PAGE EXTRACT:
:::

Before we discuss my spreadsheet exploration methods, let's discuss some more ordinary methods that I see in common use today.

Look at every spreadsheet

As a baseline, one approach is to look manually at every cell in many spreadsheets. This takes a long time, but it is feasible in some situations.

Use standard metaformats

Many groups develop domain-specific metaformats for expressing a very specific sort of data. For example, JSON API is a metaformat for expressing the response of a database query on the web [4], Data Packages is a metaformat for expressing metadata about a dataset [17], and KML is a metaformat for expressing annotations of geographic maps [19].

Agreement on format and metaformat makes it faster and easier to inspect individual files. On the other hand, it does not alleviate the need to acquire lots of different files and to at least glance at them. We spend less time manually inspecting each dataset, but we must still manually inspect lots of dataset.

:::

TASK INSTRUCTIONS: According to the spreadsheet exploration passage, what is KML a metaformat for expressing?

DATA EXTRACT:
:::

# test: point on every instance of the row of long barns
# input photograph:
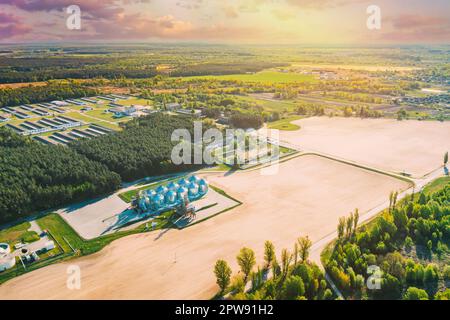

:::

SOLUTION TO THE PROBLEM: Annotations of geographic maps.